[Start Records to process]

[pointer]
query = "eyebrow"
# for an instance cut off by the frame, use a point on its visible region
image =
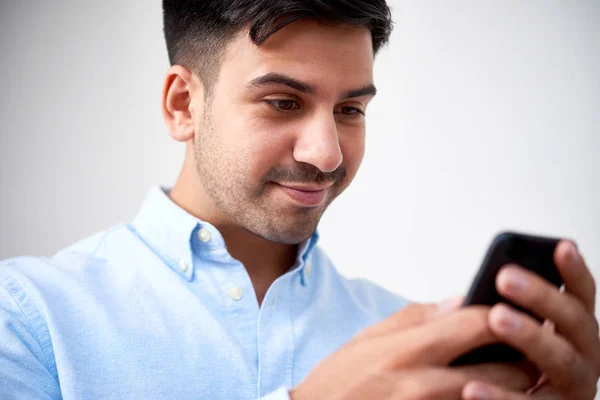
(274, 78)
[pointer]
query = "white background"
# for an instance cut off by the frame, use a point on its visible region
(487, 119)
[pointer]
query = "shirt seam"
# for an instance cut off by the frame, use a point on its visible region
(35, 334)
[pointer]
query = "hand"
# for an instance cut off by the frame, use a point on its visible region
(406, 357)
(569, 356)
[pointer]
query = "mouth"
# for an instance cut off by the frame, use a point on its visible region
(305, 195)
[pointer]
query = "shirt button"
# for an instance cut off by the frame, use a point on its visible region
(204, 235)
(235, 293)
(182, 265)
(307, 269)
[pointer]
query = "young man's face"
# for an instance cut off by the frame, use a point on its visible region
(284, 133)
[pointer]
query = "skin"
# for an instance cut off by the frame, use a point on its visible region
(254, 138)
(258, 133)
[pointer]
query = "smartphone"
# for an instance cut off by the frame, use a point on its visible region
(534, 253)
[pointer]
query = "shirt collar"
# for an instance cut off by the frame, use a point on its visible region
(169, 230)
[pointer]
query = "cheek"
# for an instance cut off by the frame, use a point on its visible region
(353, 151)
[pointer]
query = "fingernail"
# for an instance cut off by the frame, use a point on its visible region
(478, 392)
(507, 320)
(448, 305)
(515, 282)
(574, 256)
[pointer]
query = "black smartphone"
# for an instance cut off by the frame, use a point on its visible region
(534, 253)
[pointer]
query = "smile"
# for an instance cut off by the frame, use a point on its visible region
(306, 196)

[End Records to process]

**Aim of the exercise**:
Rescale every point coordinate in the answers by 1.85, rounding each product to a whole number with halves going up. Then write out all the lines of the records above again, requests included, and leave the pictures out.

**Solution for this exercise**:
[pointer]
query = "eyebrow"
# for an instance cut off by the frame, use a point on its visible region
image =
(507, 144)
[pointer]
query = "white background"
# for an instance cut off by the frame, use a point on its visible region
(901, 220)
[pointer]
query = "shirt seam"
# for an instance cut off by the frame, use a point on its visible region
(65, 618)
[pointer]
query = "hand"
# for an instance cut off by the frame, use a point on its visible region
(751, 660)
(1053, 659)
[pointer]
query = "mouth"
# for an instance cut off by the frame, use a point on its visible region
(564, 361)
[pointer]
query = "shirt button"
# for an instance cut off by the frame, use a point on its visible region
(377, 435)
(435, 542)
(337, 490)
(568, 498)
[pointer]
query = "young man's face"
# for an instance cut off by the frame, use a point on its visible region
(525, 246)
[pointer]
query = "skin"
# for an instance cut off by the frame, use a point on its visible region
(470, 255)
(477, 246)
[pointer]
query = "smartphone"
# for an instance cut off by the frame, use a point on its visible region
(988, 468)
[pointer]
query = "shirt collar"
# for an instance cut off by the frame, use a point on its visible region
(313, 426)
[pointer]
query = "cheek"
# for an instance cut off by the frame, use a point on its visible region
(653, 279)
[pointer]
query = "fingernail"
# for an instance cut off by the frame, use a point on its visible region
(884, 725)
(938, 592)
(829, 564)
(953, 522)
(1062, 474)
[pointer]
query = "black smartphone"
# for an instance cut off by the frame, use a point on its visible region
(988, 468)
[pointer]
query = "smile"
# for an instance cut off by the frame, use a point on its visible region
(566, 363)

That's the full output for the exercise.